● **What needs to be done**
Could you return, word for word, the part of the three-sum passage below starting with "For example, given" and going on through "void insertsort(vector<int>&a,int n)"?

● **Passage given**
Given an array S of n integers, are there elements a, b, c in S such that a + b + c = 0? Find all unique triplets in the array which gives the sum of zero.
Note:
Elements in a triplet (a,b,c) must be in non-descending order. (ie, a ≤ b ≤ c)
The solution set must not contain duplicate triplets.
For example, given array S = {-1 0 1 2 -1 -4},
A solution set is:
(-1, 0, 1)
(-1, -1, 2)
#include<iostream>
#include<algorithm>
#include<vector>
using namespace std;
class solution{
public:
void insertsort(vector<int>&a,int n)
{
int temp;
for(int i = 1;i <n;i++)
{
temp = a[i];
int j;
for(j = i;j>0&& temp<a[j-1] ;--j)
{
a[j] = a[j-1];
}
a[j] = temp;
}
}
vector< vector<int>> threeSum(vector<int>&num){
vector<vector<int>> res;
if (num.size() < 3)
return res;
//对原数组进行非递减(递增)排序
InsertSort(num, num.size());
for (int i = 0; i < num.size(); ++i)

● **Data block**

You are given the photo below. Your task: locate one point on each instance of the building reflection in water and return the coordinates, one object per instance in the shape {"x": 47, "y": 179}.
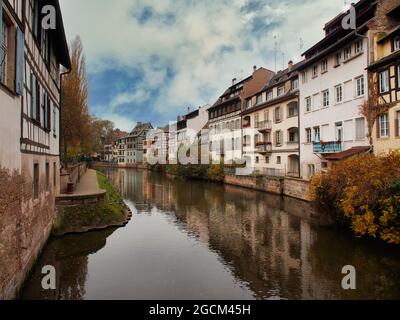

● **Solution to this exercise**
For example, given array S = {-1 0 1 2 -1 -4},
A solution set is:
(-1, 0, 1)
(-1, -1, 2)
#include<iostream>
#include<algorithm>
#include<vector>
using namespace std;
class solution{
public:
void insertsort(vector<int>&a,int n)